» EXERCISE GOAL: Please rewrite the listing below, replacing "utility pole" with "power pole" everywhere and changing nothing else. Omit the pictures from your answer.
— Start PROVIDED RECORDS —
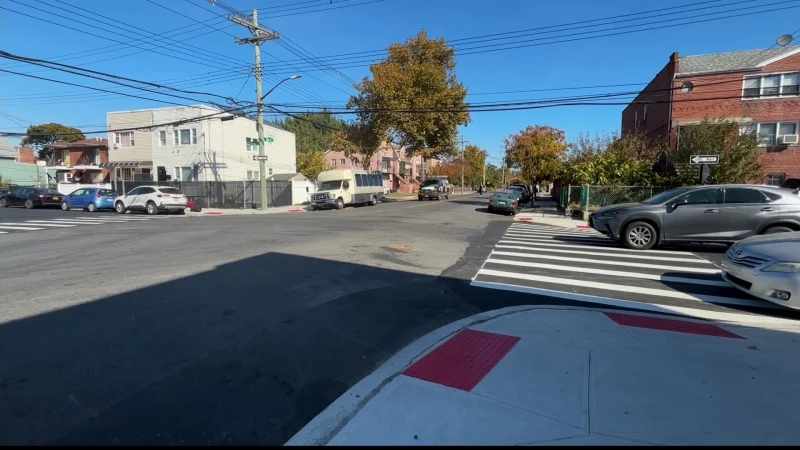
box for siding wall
[108,105,297,181]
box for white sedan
[722,231,800,309]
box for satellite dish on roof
[775,34,794,47]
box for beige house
[104,105,297,182]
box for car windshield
[319,180,342,191]
[642,188,689,205]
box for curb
[284,305,796,446]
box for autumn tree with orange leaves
[505,125,567,184]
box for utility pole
[461,136,464,194]
[222,5,278,209]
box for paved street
[0,208,177,236]
[0,198,529,444]
[472,222,800,318]
[0,196,800,445]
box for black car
[0,186,64,209]
[508,184,531,205]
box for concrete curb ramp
[286,306,800,445]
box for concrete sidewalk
[186,205,309,216]
[286,306,800,445]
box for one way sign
[689,155,719,164]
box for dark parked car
[489,191,520,216]
[0,186,64,209]
[589,184,800,250]
[61,188,117,212]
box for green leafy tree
[505,125,567,184]
[278,110,343,155]
[21,123,86,159]
[565,134,667,186]
[464,144,486,186]
[297,150,328,180]
[672,118,764,185]
[345,31,470,167]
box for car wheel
[145,202,158,216]
[622,222,657,250]
[761,225,794,234]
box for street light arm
[260,75,302,102]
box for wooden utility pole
[220,5,278,209]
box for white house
[104,105,297,181]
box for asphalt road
[0,197,544,445]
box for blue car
[61,188,117,212]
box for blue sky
[0,0,800,163]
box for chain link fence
[111,181,292,209]
[558,185,668,214]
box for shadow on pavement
[0,239,576,445]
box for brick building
[44,138,109,184]
[622,46,800,185]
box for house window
[767,173,786,186]
[741,122,797,147]
[114,131,134,148]
[742,72,800,98]
[172,167,197,181]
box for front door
[719,187,781,241]
[664,187,724,241]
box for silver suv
[589,184,800,250]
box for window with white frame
[172,167,197,181]
[742,122,798,147]
[742,72,800,98]
[114,131,134,148]
[172,128,197,145]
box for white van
[311,169,384,211]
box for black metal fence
[111,181,292,209]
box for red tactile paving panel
[605,313,744,339]
[403,329,519,391]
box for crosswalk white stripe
[508,225,602,235]
[25,220,75,228]
[478,269,779,309]
[498,238,694,257]
[495,244,711,264]
[487,258,733,289]
[492,250,720,275]
[506,231,612,242]
[48,219,105,225]
[0,223,44,231]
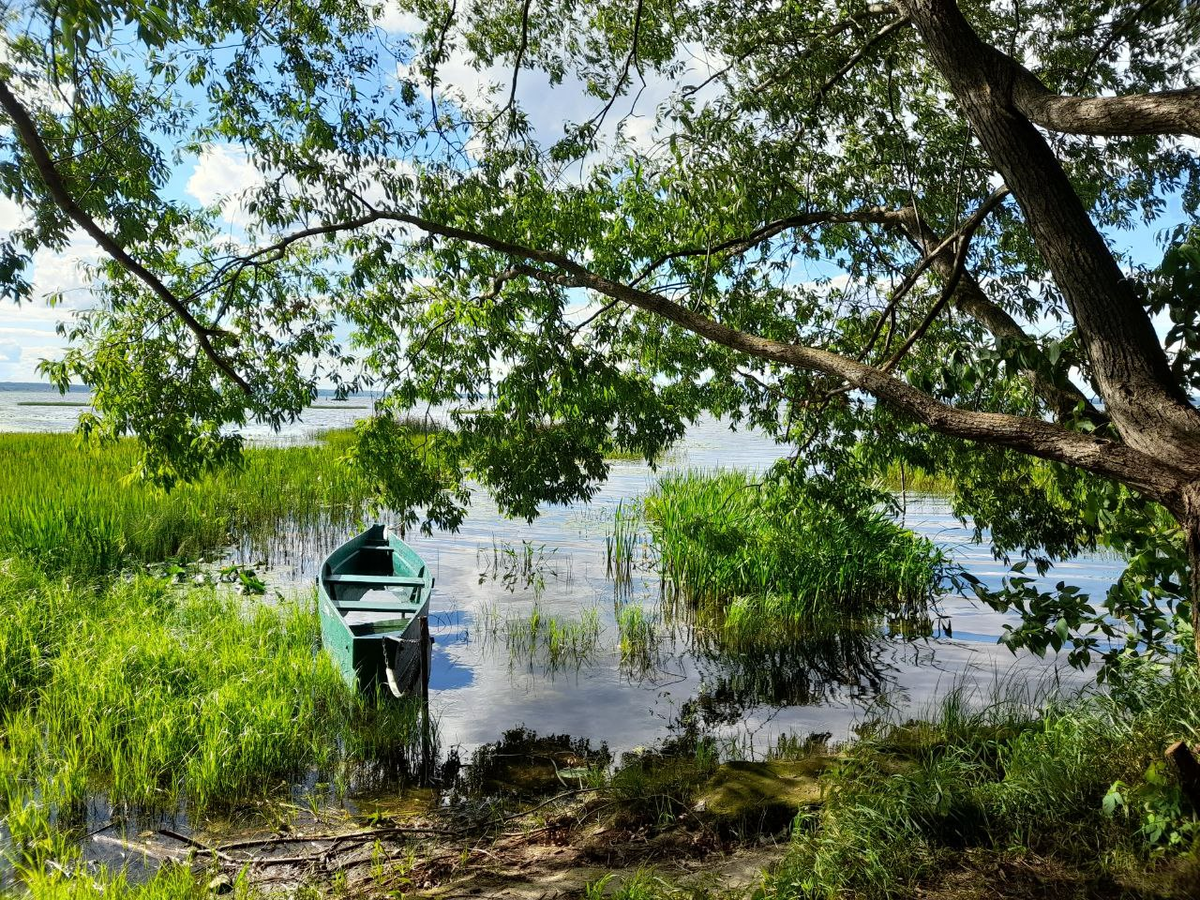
— End PROVIDED RECORDS —
» RESPONSE TO THE EXERCISE:
box for siding wall
[108,105,297,181]
box for white sedan
[722,231,800,309]
box for satellite dish on roof
[775,34,794,47]
box for beige house
[104,105,297,182]
box for car windshield
[319,180,342,191]
[642,188,689,205]
box for curb
[284,305,796,446]
box for autumn tree with orange leaves
[505,125,567,184]
box for power pole
[461,136,464,194]
[222,5,278,209]
box for paved street
[0,208,177,236]
[0,198,529,444]
[472,222,800,318]
[0,196,800,445]
box for black car
[0,186,64,209]
[508,184,531,205]
box for concrete curb ramp
[286,306,800,445]
box for concrete sidewalk
[186,205,309,216]
[286,306,800,445]
box for one way sign
[689,155,719,164]
box for dark parked car
[489,191,520,216]
[0,186,64,209]
[589,184,800,250]
[61,188,117,212]
box for green leafy tree
[505,125,567,184]
[278,110,343,155]
[21,123,86,159]
[565,134,667,186]
[464,144,486,186]
[297,150,328,180]
[672,118,764,185]
[345,31,470,167]
box for car wheel
[145,202,158,216]
[622,222,657,250]
[761,225,794,234]
box for street light arm
[260,75,302,102]
box for wooden power pole
[220,5,278,209]
box for white house
[104,105,297,181]
box for asphalt road
[0,197,544,445]
box for blue car
[61,188,117,212]
box for blue sky
[0,0,800,163]
box for chain link fence
[111,181,292,209]
[558,185,668,214]
box for shadow on pavement
[0,239,576,445]
box for brick building
[44,138,109,184]
[622,46,800,185]
box for house window
[767,173,786,186]
[741,122,797,147]
[114,131,134,148]
[742,72,800,98]
[172,167,197,181]
box for front door
[719,187,781,241]
[664,187,724,241]
box for silver suv
[589,184,800,250]
box for window with white frame
[172,167,197,181]
[742,122,798,147]
[742,72,800,98]
[114,131,134,148]
[172,128,197,145]
box for white van
[311,169,384,211]
box for black metal fence
[111,181,292,209]
box for red tactile paving panel
[605,313,744,339]
[403,329,519,391]
box for crosswalk white stripe
[508,225,602,235]
[25,220,75,228]
[478,269,779,309]
[498,238,694,257]
[495,244,711,264]
[487,258,733,289]
[492,250,720,275]
[506,231,612,242]
[48,219,105,225]
[0,223,44,231]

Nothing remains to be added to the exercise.